**Description of the task**
Retype the line where "Tag every instance of the lit" appears and each line that follows it down to the last line of the records below. Leave the pictures out.

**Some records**
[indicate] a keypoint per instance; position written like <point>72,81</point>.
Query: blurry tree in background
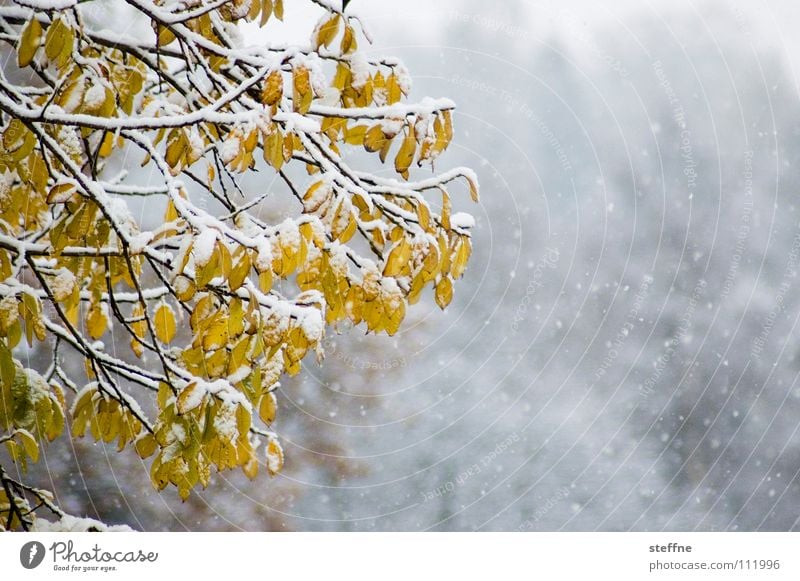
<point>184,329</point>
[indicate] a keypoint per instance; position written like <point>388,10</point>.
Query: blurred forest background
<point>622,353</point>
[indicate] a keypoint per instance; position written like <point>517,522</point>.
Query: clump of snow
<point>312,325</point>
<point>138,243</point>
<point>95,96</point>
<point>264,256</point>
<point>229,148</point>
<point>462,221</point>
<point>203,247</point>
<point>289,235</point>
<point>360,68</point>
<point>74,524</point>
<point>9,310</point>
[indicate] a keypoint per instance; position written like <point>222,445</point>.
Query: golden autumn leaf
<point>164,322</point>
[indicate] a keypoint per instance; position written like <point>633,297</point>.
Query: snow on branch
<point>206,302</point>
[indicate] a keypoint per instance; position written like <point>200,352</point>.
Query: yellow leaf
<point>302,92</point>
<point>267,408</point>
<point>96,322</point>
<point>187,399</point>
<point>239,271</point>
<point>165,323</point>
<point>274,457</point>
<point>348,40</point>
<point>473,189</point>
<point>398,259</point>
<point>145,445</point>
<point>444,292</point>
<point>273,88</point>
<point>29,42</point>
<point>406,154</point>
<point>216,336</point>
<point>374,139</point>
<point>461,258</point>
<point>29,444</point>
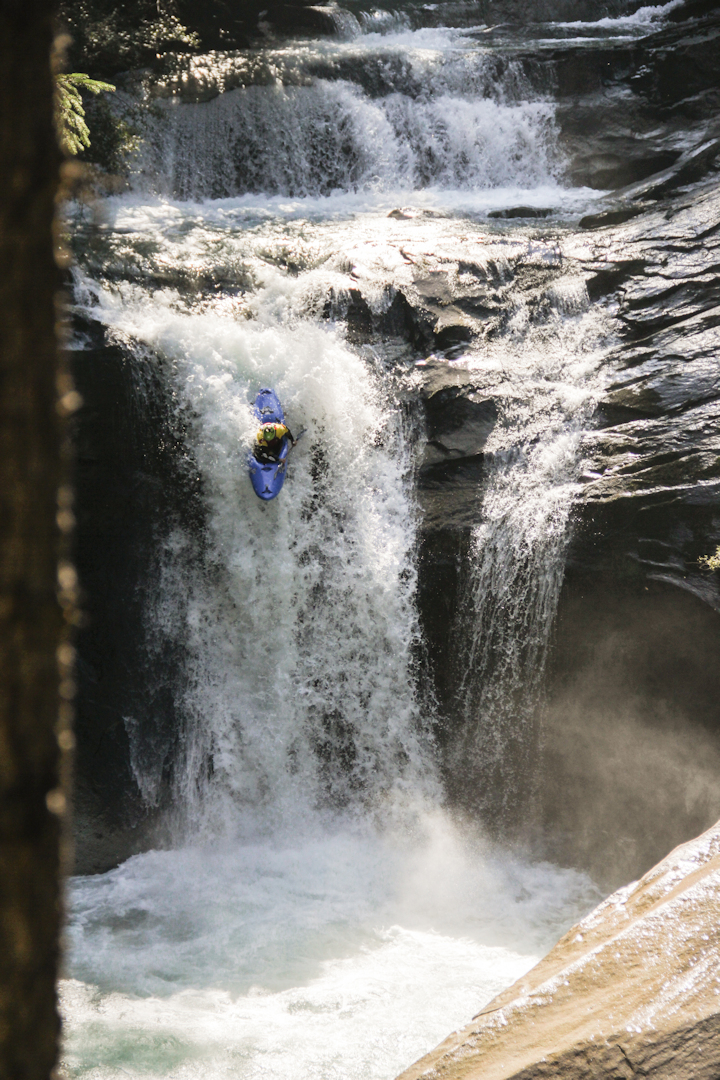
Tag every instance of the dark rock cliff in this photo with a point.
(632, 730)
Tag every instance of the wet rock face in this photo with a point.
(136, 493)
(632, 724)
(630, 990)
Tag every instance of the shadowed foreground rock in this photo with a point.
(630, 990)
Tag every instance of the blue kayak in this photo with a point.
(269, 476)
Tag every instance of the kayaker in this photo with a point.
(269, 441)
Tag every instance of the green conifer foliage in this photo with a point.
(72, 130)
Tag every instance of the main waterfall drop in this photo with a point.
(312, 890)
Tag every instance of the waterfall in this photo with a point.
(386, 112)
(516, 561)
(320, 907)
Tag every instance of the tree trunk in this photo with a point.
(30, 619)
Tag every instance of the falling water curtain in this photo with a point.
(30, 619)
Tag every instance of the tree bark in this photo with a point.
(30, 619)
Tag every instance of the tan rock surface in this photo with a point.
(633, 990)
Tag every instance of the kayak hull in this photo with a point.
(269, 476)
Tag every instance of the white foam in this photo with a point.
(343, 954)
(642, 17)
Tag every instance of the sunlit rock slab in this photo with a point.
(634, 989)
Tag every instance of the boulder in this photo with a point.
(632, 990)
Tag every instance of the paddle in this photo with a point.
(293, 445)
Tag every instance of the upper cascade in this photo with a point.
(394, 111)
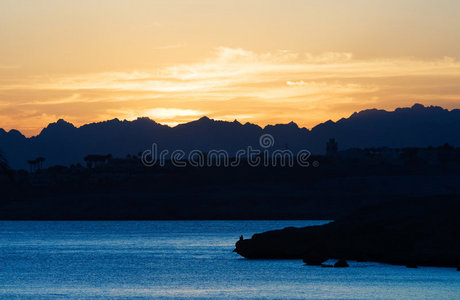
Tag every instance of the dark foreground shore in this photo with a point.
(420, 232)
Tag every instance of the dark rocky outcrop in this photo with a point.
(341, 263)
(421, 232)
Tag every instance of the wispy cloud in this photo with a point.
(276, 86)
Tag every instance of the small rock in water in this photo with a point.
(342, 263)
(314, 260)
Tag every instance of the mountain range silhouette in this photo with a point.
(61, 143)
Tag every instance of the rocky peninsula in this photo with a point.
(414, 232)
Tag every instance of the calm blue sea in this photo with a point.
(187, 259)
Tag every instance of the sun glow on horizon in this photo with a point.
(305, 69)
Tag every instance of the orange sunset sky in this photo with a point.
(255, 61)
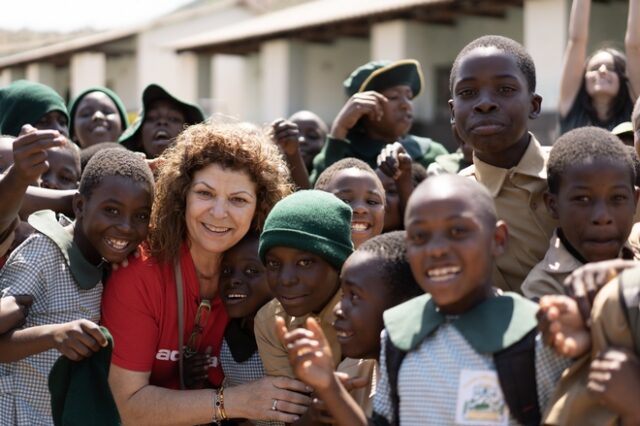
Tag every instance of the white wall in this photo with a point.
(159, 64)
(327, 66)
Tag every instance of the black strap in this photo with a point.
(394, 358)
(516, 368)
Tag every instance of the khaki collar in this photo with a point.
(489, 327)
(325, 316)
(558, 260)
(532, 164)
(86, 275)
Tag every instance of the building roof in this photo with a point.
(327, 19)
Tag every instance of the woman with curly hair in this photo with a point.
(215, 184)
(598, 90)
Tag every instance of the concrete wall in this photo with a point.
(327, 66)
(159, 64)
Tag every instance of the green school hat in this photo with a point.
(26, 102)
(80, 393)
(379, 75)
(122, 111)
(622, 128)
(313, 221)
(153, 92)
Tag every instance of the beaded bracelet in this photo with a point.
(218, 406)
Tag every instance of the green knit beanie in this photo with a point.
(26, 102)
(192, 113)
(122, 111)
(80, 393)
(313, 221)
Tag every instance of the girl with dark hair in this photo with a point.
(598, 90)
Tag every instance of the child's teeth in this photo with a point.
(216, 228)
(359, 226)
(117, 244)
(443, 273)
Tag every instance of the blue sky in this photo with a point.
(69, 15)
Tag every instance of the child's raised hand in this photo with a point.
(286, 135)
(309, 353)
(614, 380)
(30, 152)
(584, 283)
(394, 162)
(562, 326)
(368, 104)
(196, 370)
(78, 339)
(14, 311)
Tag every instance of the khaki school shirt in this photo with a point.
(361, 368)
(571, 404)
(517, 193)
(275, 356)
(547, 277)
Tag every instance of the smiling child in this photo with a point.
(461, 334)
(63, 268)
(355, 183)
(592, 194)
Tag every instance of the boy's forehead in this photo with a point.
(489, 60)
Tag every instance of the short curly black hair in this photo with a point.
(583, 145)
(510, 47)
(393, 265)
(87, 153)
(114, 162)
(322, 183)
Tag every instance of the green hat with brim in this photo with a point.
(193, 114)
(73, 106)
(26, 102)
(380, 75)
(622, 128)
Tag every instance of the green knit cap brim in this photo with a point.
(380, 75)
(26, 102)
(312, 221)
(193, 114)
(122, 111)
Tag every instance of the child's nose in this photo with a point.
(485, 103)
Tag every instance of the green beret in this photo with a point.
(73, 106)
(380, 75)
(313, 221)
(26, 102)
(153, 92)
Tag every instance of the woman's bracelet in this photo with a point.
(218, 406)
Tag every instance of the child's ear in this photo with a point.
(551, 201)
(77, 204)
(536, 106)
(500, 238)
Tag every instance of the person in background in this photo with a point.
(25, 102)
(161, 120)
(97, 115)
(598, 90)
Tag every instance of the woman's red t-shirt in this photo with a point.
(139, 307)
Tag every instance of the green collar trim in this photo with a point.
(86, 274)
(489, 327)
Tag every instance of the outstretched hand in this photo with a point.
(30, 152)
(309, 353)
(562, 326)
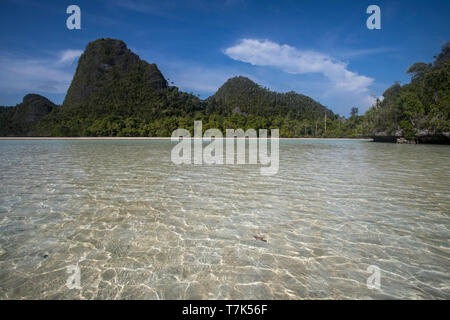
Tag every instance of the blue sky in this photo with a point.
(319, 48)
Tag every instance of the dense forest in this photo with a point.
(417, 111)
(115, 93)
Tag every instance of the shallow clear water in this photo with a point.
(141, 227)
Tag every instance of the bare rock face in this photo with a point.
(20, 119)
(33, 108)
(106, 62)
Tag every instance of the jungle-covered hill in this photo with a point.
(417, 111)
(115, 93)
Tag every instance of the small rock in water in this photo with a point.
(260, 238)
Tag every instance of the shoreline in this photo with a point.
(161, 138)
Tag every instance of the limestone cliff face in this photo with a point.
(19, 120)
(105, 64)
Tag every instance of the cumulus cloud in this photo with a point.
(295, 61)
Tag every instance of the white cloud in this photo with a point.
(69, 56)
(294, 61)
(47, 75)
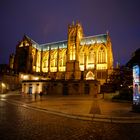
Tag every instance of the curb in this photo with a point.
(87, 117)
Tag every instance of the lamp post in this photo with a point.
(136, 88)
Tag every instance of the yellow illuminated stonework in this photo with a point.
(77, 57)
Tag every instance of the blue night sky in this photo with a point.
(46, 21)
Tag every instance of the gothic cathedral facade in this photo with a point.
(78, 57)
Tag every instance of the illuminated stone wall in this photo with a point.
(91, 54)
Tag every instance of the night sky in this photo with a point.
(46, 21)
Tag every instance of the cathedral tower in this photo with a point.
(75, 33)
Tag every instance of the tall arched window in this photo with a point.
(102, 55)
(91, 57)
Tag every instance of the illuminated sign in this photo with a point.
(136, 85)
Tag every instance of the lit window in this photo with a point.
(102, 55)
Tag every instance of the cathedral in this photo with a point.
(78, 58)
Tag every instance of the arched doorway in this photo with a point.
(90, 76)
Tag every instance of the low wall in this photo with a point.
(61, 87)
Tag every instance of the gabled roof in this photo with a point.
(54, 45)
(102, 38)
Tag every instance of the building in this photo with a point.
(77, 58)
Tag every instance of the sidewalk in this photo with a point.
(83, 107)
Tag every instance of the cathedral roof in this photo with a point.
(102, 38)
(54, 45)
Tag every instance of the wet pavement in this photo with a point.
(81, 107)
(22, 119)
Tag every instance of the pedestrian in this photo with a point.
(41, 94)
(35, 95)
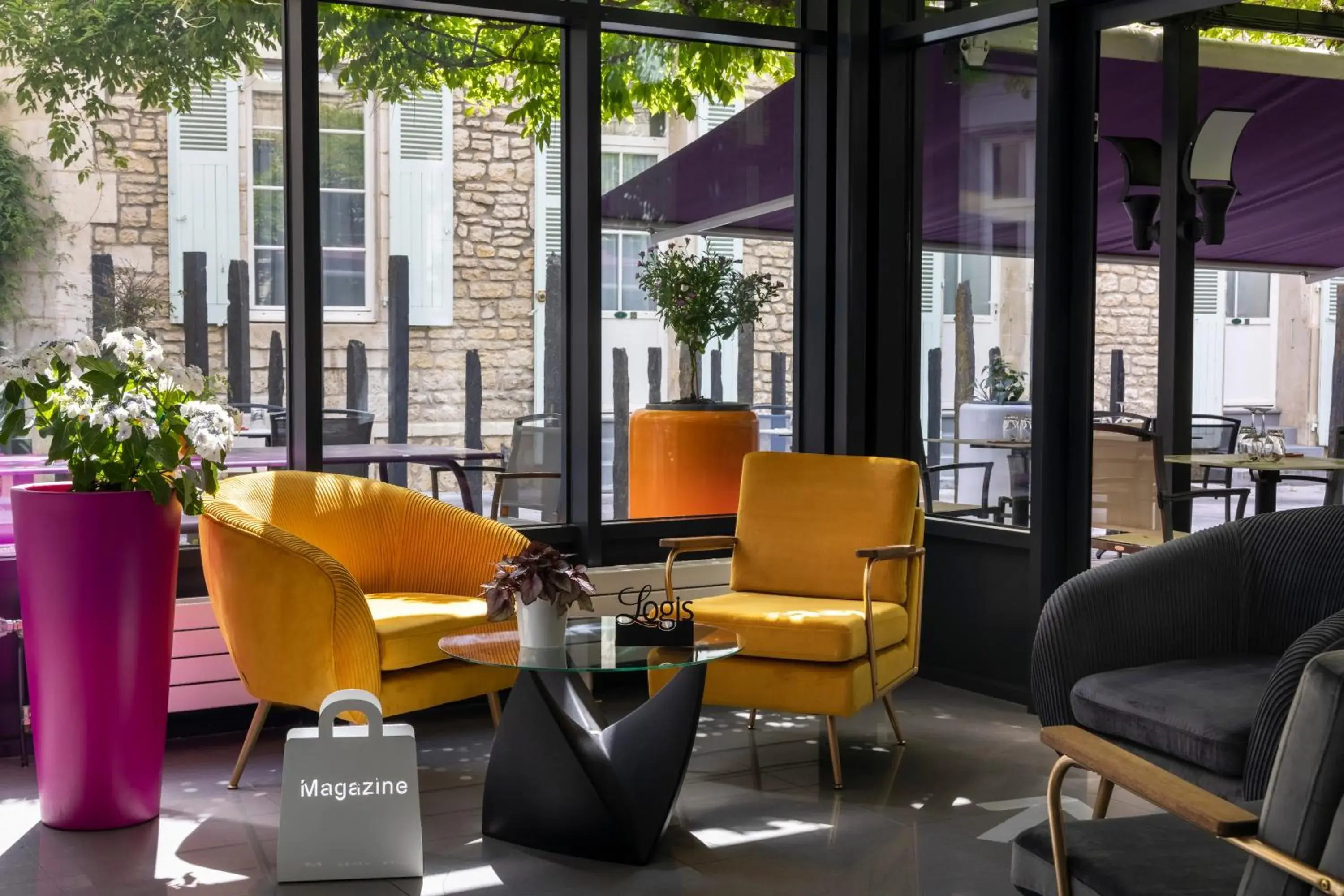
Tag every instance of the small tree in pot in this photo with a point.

**Answer to the problem**
Tag every instance of the lit window in this photo with a point.
(102, 55)
Tag every instance of the cathedral in this photo with a point.
(78, 58)
Tag every instance of the arched doorway in this photo with a point.
(90, 76)
Tag every instance of the low wall in this photo with a point.
(61, 87)
Tag every instance of the gabled roof in this photo with a point.
(54, 45)
(102, 38)
Tag every instance of the building in this photo with a point.
(77, 58)
Tag every instance of the sidewalk in this photo with a point.
(83, 107)
Tag every instance of the cathedral roof in this photo with a point.
(102, 38)
(54, 45)
Tag every instance of the wet pavement in this photo with a point.
(81, 107)
(22, 119)
Tag every instance of the pedestrian in this photo with a point.
(41, 94)
(35, 95)
Tag every instance of the small tree in pot in this photo with a point.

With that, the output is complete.